(Excerpts of location labeling data)
- - - -

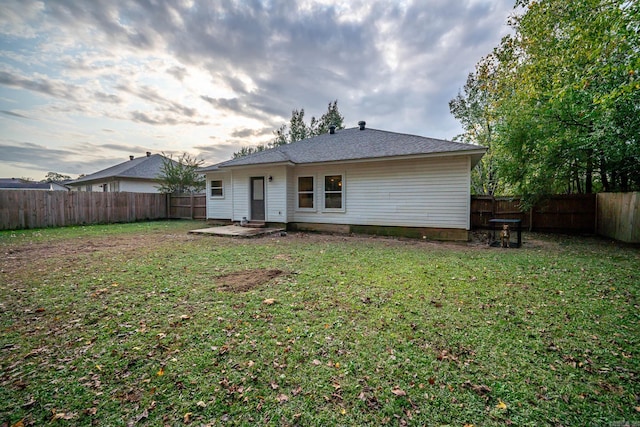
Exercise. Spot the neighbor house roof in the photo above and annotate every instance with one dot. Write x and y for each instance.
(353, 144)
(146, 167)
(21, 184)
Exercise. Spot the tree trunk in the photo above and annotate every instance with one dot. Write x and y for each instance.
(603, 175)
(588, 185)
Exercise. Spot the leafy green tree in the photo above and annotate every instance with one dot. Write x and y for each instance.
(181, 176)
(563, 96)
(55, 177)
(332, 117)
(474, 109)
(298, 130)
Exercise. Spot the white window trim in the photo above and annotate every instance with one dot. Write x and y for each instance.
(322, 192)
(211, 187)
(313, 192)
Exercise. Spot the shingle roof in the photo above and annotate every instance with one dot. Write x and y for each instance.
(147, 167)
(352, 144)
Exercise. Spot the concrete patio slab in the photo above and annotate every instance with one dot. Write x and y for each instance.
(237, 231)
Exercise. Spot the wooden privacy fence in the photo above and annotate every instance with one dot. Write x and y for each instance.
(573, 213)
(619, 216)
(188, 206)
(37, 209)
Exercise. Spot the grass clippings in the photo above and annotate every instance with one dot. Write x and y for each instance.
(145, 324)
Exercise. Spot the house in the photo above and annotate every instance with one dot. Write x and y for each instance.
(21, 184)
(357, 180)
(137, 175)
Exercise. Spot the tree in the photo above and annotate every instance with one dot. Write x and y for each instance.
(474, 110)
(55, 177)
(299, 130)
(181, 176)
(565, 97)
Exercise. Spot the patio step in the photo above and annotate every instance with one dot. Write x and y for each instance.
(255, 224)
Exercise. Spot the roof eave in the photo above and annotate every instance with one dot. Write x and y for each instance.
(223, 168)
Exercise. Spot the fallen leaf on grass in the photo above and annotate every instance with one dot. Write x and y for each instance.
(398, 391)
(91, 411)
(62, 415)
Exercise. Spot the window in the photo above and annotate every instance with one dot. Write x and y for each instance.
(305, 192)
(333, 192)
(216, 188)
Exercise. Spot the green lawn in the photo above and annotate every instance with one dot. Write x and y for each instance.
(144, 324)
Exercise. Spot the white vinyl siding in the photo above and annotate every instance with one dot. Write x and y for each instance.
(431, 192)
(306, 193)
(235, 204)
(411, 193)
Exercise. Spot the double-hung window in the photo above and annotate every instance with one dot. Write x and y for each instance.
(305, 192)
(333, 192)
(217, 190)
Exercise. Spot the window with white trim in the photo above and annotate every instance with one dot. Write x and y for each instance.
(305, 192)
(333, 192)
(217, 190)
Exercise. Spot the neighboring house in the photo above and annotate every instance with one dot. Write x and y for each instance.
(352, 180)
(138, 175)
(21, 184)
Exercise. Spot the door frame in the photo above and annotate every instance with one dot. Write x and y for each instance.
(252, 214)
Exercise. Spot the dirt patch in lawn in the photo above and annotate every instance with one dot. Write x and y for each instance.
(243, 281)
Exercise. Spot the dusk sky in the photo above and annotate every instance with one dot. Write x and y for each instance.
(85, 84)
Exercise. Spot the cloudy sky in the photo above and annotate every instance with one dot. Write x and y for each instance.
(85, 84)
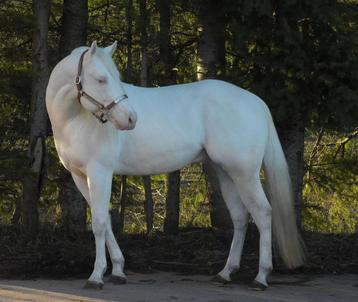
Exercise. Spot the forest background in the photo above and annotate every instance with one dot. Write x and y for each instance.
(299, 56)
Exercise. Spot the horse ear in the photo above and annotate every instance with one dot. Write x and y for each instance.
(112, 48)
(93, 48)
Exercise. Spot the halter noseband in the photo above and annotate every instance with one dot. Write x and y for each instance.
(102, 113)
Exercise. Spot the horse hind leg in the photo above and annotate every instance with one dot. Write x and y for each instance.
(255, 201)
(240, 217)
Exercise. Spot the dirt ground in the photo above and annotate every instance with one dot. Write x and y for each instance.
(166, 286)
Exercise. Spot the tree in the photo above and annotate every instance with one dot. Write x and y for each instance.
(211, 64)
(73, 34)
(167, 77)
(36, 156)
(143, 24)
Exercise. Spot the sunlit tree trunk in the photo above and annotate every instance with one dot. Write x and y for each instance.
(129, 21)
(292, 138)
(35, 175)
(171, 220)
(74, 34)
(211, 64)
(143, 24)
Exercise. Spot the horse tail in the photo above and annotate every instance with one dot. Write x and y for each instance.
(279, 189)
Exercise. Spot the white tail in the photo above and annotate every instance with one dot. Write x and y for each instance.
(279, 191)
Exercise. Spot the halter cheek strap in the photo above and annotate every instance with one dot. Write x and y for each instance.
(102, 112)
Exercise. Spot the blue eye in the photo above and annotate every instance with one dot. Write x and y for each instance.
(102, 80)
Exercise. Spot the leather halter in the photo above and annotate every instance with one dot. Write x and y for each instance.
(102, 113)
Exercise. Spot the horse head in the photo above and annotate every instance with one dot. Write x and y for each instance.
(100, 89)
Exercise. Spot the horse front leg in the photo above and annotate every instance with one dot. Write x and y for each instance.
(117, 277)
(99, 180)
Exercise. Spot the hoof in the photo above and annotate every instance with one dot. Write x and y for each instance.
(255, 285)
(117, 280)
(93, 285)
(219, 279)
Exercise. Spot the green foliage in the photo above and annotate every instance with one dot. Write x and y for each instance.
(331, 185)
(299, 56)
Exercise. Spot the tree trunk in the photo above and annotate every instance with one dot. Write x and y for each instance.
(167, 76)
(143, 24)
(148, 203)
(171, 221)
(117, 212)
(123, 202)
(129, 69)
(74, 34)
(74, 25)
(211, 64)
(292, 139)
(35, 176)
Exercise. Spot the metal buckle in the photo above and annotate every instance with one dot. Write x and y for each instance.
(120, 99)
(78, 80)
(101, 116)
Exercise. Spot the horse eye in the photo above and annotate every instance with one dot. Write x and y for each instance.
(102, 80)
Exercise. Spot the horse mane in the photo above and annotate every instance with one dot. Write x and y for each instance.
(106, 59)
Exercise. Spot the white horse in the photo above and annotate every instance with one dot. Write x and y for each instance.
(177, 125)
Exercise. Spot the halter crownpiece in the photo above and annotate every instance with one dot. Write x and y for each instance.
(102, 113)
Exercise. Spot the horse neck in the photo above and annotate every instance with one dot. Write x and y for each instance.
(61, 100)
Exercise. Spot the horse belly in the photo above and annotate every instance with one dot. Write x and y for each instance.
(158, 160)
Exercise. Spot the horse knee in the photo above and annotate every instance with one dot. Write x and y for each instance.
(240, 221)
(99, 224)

- - - -

All preceding records should be duplicated verbatim, images excepted.

Exercise. Spot the neighbor house roof in the photo above and annotate every instance with one dot. Write x and y for each instance.
(353, 144)
(146, 167)
(21, 184)
Exercise. Spot the tree trunk in the photo above and annotate every instance with one dot. Write x and y for each instance.
(603, 175)
(588, 185)
Exercise. Spot the leafy green tree in the photo above and annotate every instance with one dot. Write x and y for each instance.
(181, 176)
(563, 96)
(55, 177)
(332, 117)
(474, 109)
(298, 130)
Exercise. Spot the white window trim in the photo above and annotate every instance with one dot. Write x and y for each instance.
(322, 192)
(211, 187)
(313, 192)
Exercise. Spot the shingle roof in the photo above and annotate every instance with one dot. Write x and y for each instance.
(147, 167)
(352, 144)
Exercise. Spot the concrete patio slab in the photo above and annotate every instance with one dot. Write x and y for each instance.
(237, 231)
Exercise. Spot the wooden privacy fence in the photo above and annotate every instance with one dot. Write x and y for each instance.
(573, 213)
(619, 216)
(188, 206)
(37, 209)
Exercise. Spot the grass clippings in the photo above and annotate every instance with one dot. Write x and y for each instance.
(145, 324)
Exercise. Spot the house in the photo above and annotate every instance with one dot. Write x and y for each instance.
(21, 184)
(357, 180)
(137, 175)
Exercise. Spot the tree in the photo above and annotate every instance with one dot. Write x and y for each instance.
(474, 110)
(55, 177)
(299, 130)
(181, 176)
(565, 97)
Exercise. Spot the patio step in the photo above and annotate every instance with one dot. Write x and y for each instance.
(255, 224)
Exercise. Spot the roof eave in the photo above and annotate every instance with one dot. Write x and y for each instance.
(223, 168)
Exercise. Spot the fallen leaf on grass in the photo above and annotate every instance with one dot. Write x and y for each instance.
(398, 391)
(91, 411)
(62, 415)
Exercise. Spot the window in the photo above and annotate every instance with one dot. Write x and y for each instance.
(305, 192)
(333, 192)
(216, 188)
Exercise. Spot the green lawn in the photo above and annotate every instance with one dot. Write x and y for each instance.
(144, 324)
Exercise. Spot the white vinyl siding in the photo above and annotate every instance with one dot. Write x and y for each instance.
(431, 192)
(306, 193)
(235, 204)
(411, 193)
Exercise. Spot the double-hung window in the photo above and annotate every instance with one dot. Write x and y for each instance.
(305, 192)
(333, 192)
(217, 190)
Exercise. Spot the window with white trim in the photo above and annotate every instance with one dot. Write x and y for each instance.
(305, 192)
(333, 192)
(217, 190)
Exercise. Spot the neighboring house in the photo above and annotate every instance with one dot. Write x and y for each instance.
(352, 180)
(138, 175)
(21, 184)
Exercise. Spot the door frame in the photo above and annotate every instance with one dot. Write x and y for each instance.
(252, 214)
Exercise. Spot the dirt patch in lawn in the photo above and annotate every instance with one dot. Write x and y for each instance.
(243, 281)
Exercise. Spot the dusk sky in the photo above and annotate every instance with one dot. Write x and y for each instance.
(85, 84)
Exercise. Spot the cloudy sky in the photo above and annotate every instance with one dot. Write x and y for each instance.
(85, 84)
Exercise. Spot the forest background in the photo above and annotate every instance with one dot. Write x and y for each instance.
(299, 56)
Exercise. Spot the horse ear in the photo above and annotate every instance with one dot. Write x and y for each instance.
(112, 48)
(93, 48)
Exercise. Spot the halter noseband in the photo above and annotate every instance with one dot. Write x and y for each instance.
(102, 113)
Exercise. Spot the horse hind leg in the photo above and annotate every instance with one dot. Write x and y for each instance.
(255, 201)
(240, 217)
Exercise. Spot the dirt ground in the photo above and annotate every instance with one dot. Write x and y for each instance.
(166, 286)
Exercise. Spot the tree in the photo above and annotate every instance with one dot. Write x and y for each instance.
(211, 64)
(73, 34)
(167, 77)
(36, 156)
(143, 24)
Exercise. Spot the sunlit tree trunk in the photo above and annotate every instance with one dot. Write x and y for each instance.
(129, 21)
(292, 138)
(35, 175)
(171, 220)
(74, 34)
(211, 64)
(143, 24)
Exercise. Spot the horse tail in the photo above and annotate every instance with one dot. Write x and y for each instance.
(279, 189)
Exercise. Spot the white tail in the photo above and annotate every instance with one dot. Write x and y for each instance.
(279, 191)
Exercise. Spot the halter cheek strap in the photo above and annotate every instance with one dot. Write x and y for each instance.
(102, 112)
Exercise. Spot the blue eye in the photo above and annotate every instance with one dot. Write x and y for each instance.
(102, 80)
Exercise. Spot the leather halter in the photo above and annotate every instance with one dot. Write x and y for each instance.
(102, 113)
Exercise. Spot the horse head in the photo above and annotate every instance with one dot. Write x and y for each instance.
(100, 89)
Exercise. Spot the horse front leg in the photo above and annotate every instance with one dot. Write x and y for each instance.
(117, 277)
(99, 180)
Exercise. Spot the hoof in the photo above and annotate every instance with one dot. Write x and y for each instance.
(255, 285)
(117, 280)
(93, 285)
(219, 279)
Exercise. Spot the green foliage in the photo above and annotate every instance with one dot. Write x and y for each instance.
(331, 185)
(299, 56)
Exercise. Spot the tree trunk in the photo above and annotate every instance with one dot. Write x and y for each instance.
(167, 76)
(143, 24)
(148, 203)
(171, 221)
(117, 212)
(123, 202)
(129, 69)
(74, 34)
(74, 25)
(211, 64)
(292, 139)
(35, 176)
Exercise. Spot the metal buckle in the photo above and annotate every instance with one dot. Write x and y for each instance.
(120, 99)
(78, 80)
(101, 116)
Exercise. Spot the horse eye in the photo above and annotate every instance with one dot. Write x and y for each instance.
(102, 80)
Exercise. Spot the horse mane in the photo above and annotate every instance with one dot. Write x and y for each instance.
(106, 59)
Exercise. Spot the white horse in the photo above and annotate every instance with one dot. Write x and y for each instance.
(177, 125)
Exercise. Spot the halter crownpiece in the photo above and annotate every instance with one dot. Write x and y for each instance.
(102, 113)
Exercise. Spot the horse neck in the photo above and annotate every instance with one dot. Write x and y for each instance.
(61, 100)
Exercise. Spot the horse belly in the photo above and annotate every instance with one dot. Write x and y for each instance.
(158, 160)
Exercise. Spot the horse knee in the photo above and annotate every instance with one dot. Write x and y for each instance.
(240, 221)
(99, 224)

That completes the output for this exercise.